— To do —
Please reproduce the stretch of material from the line containing "tag the wooden plank" through the line containing "<point>621,138</point>", swapping "wooden" for "timber" wherever it occurs and leaving everything else as it is. Return only those lines.

===== Entries provided =====

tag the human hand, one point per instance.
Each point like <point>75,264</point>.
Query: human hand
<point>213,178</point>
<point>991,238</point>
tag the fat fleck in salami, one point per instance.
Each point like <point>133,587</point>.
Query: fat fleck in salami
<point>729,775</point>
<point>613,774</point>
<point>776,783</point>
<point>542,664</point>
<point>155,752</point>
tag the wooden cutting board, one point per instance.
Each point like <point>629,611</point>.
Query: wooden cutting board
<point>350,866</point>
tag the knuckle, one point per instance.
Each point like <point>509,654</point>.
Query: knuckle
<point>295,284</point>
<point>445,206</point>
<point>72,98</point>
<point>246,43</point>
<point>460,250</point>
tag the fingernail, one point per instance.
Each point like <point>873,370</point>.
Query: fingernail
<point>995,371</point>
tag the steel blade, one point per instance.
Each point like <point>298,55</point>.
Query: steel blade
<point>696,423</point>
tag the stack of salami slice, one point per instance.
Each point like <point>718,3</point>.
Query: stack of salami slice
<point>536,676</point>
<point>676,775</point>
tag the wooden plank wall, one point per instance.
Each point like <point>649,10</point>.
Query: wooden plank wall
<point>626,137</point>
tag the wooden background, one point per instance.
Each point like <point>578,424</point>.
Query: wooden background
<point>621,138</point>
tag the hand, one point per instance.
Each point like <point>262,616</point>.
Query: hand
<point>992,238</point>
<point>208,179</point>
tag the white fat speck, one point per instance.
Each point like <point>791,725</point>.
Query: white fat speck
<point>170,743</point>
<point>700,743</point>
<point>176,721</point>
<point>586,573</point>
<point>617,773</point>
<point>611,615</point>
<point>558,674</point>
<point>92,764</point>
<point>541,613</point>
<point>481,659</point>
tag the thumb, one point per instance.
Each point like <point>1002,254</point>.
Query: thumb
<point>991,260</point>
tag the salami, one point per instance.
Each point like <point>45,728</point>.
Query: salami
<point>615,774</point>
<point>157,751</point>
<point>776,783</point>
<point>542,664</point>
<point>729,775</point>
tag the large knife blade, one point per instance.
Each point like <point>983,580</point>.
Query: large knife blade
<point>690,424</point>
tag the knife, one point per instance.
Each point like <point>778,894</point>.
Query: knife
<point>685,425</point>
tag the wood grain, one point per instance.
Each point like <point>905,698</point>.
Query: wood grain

=====

— Task output —
tag the timber plank wall, one point per instance.
Each point like <point>649,10</point>.
Query: timber plank wall
<point>626,137</point>
tag the timber background, one point per instance.
Each point like <point>578,424</point>.
Query: timber background
<point>621,138</point>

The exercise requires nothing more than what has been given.